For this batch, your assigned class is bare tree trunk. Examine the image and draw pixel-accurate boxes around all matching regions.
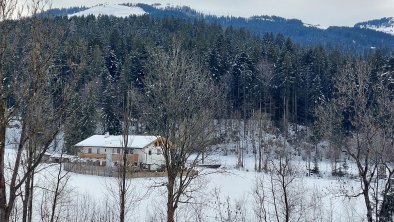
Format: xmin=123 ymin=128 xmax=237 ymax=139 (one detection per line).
xmin=0 ymin=104 xmax=7 ymax=221
xmin=270 ymin=174 xmax=280 ymax=222
xmin=142 ymin=45 xmax=218 ymax=222
xmin=258 ymin=130 xmax=262 ymax=172
xmin=119 ymin=148 xmax=127 ymax=222
xmin=167 ymin=177 xmax=176 ymax=222
xmin=22 ymin=167 xmax=31 ymax=222
xmin=50 ymin=160 xmax=62 ymax=222
xmin=363 ymin=184 xmax=373 ymax=222
xmin=119 ymin=90 xmax=133 ymax=222
xmin=280 ymin=162 xmax=290 ymax=222
xmin=0 ymin=0 xmax=13 ymax=218
xmin=28 ymin=171 xmax=34 ymax=222
xmin=23 ymin=142 xmax=35 ymax=222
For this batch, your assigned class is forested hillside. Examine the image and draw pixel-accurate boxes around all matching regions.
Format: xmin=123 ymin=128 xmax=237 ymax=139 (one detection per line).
xmin=1 ymin=11 xmax=394 ymax=221
xmin=1 ymin=14 xmax=392 ymax=152
xmin=44 ymin=4 xmax=394 ymax=53
xmin=136 ymin=4 xmax=394 ymax=53
xmin=355 ymin=17 xmax=394 ymax=35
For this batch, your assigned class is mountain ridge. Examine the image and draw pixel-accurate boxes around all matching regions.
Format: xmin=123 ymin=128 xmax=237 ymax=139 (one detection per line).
xmin=137 ymin=4 xmax=394 ymax=53
xmin=355 ymin=17 xmax=394 ymax=35
xmin=46 ymin=3 xmax=394 ymax=53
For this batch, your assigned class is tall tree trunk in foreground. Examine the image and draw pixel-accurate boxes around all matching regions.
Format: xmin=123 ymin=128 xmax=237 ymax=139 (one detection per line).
xmin=142 ymin=45 xmax=219 ymax=222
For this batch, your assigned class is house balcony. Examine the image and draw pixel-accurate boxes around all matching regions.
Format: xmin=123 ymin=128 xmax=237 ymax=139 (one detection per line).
xmin=79 ymin=153 xmax=139 ymax=163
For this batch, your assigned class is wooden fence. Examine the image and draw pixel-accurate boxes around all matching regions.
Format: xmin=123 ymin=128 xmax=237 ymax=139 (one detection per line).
xmin=63 ymin=162 xmax=167 ymax=178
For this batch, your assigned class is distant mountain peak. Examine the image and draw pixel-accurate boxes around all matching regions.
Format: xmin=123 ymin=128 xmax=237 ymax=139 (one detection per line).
xmin=354 ymin=17 xmax=394 ymax=35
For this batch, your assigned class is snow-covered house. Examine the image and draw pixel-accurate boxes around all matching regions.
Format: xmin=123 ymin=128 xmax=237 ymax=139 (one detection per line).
xmin=74 ymin=134 xmax=166 ymax=170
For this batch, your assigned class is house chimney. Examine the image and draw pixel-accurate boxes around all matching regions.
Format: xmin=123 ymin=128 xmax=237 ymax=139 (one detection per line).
xmin=104 ymin=132 xmax=110 ymax=138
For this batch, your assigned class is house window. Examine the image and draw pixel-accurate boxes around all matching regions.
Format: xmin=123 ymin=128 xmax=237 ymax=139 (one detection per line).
xmin=148 ymin=150 xmax=152 ymax=155
xmin=88 ymin=148 xmax=92 ymax=154
xmin=157 ymin=149 xmax=162 ymax=155
xmin=97 ymin=149 xmax=100 ymax=154
xmin=117 ymin=148 xmax=120 ymax=154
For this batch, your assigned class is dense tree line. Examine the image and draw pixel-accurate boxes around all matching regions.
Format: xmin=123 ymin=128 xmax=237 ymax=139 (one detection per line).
xmin=1 ymin=14 xmax=393 ymax=154
xmin=136 ymin=3 xmax=394 ymax=53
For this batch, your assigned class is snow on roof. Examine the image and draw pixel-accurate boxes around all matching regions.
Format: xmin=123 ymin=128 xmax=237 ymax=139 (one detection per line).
xmin=69 ymin=4 xmax=147 ymax=18
xmin=74 ymin=135 xmax=160 ymax=149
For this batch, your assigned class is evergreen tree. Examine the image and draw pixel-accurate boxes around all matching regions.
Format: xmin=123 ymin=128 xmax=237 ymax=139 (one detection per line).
xmin=106 ymin=48 xmax=120 ymax=82
xmin=64 ymin=84 xmax=98 ymax=154
xmin=271 ymin=38 xmax=298 ymax=125
xmin=206 ymin=35 xmax=230 ymax=83
xmin=121 ymin=46 xmax=148 ymax=90
xmin=230 ymin=52 xmax=258 ymax=116
xmin=100 ymin=77 xmax=122 ymax=135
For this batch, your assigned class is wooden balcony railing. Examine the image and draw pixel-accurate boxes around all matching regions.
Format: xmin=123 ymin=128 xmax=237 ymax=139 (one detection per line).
xmin=78 ymin=153 xmax=139 ymax=163
xmin=79 ymin=153 xmax=106 ymax=159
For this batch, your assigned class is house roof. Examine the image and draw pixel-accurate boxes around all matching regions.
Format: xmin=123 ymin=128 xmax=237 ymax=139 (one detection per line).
xmin=74 ymin=135 xmax=160 ymax=149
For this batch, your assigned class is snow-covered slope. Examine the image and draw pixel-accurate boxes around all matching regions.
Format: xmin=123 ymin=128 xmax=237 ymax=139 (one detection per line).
xmin=354 ymin=17 xmax=394 ymax=35
xmin=303 ymin=23 xmax=326 ymax=29
xmin=52 ymin=0 xmax=394 ymax=27
xmin=69 ymin=4 xmax=147 ymax=17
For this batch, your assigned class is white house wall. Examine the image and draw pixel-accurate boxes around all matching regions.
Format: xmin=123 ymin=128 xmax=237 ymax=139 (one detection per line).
xmin=79 ymin=145 xmax=165 ymax=169
xmin=141 ymin=145 xmax=165 ymax=169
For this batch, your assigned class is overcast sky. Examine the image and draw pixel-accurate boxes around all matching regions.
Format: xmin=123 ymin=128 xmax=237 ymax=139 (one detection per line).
xmin=51 ymin=0 xmax=394 ymax=27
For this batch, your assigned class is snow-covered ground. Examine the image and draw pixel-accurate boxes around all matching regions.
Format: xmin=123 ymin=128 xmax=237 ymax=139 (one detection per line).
xmin=69 ymin=4 xmax=146 ymax=17
xmin=3 ymin=146 xmax=370 ymax=222
xmin=359 ymin=24 xmax=394 ymax=36
xmin=2 ymin=121 xmax=375 ymax=221
xmin=355 ymin=17 xmax=394 ymax=35
xmin=58 ymin=155 xmax=367 ymax=221
xmin=374 ymin=26 xmax=394 ymax=35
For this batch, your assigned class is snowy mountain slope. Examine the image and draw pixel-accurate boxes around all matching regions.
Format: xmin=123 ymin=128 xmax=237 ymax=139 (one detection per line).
xmin=58 ymin=3 xmax=394 ymax=52
xmin=131 ymin=4 xmax=394 ymax=52
xmin=69 ymin=4 xmax=147 ymax=17
xmin=303 ymin=22 xmax=326 ymax=29
xmin=355 ymin=17 xmax=394 ymax=35
xmin=50 ymin=0 xmax=394 ymax=27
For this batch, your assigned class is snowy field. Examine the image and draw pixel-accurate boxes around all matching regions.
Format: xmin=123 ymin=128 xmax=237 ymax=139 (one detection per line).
xmin=3 ymin=125 xmax=370 ymax=221
xmin=4 ymin=147 xmax=370 ymax=222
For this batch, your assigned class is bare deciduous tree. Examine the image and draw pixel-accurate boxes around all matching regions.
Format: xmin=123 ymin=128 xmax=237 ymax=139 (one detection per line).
xmin=317 ymin=60 xmax=394 ymax=222
xmin=37 ymin=147 xmax=71 ymax=222
xmin=0 ymin=0 xmax=20 ymax=219
xmin=269 ymin=154 xmax=298 ymax=222
xmin=0 ymin=2 xmax=76 ymax=221
xmin=141 ymin=45 xmax=218 ymax=222
xmin=119 ymin=90 xmax=132 ymax=222
xmin=248 ymin=110 xmax=274 ymax=172
xmin=253 ymin=176 xmax=268 ymax=222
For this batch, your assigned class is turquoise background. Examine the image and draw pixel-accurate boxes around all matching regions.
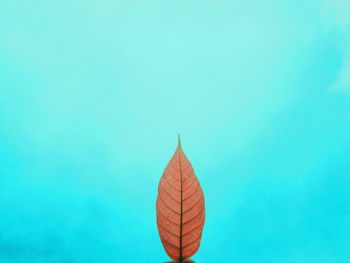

....

(WHAT TO DO) Where a line above includes "roof", copy that line.

(REPLY)
For this batch, your assigned class is snow on roof. Examine the image and draw pixel-accurate boxes around all matching regions.
For this batch, your assigned class is house roof. Examine the image and draw pixel-accurate boxes around all matching regions.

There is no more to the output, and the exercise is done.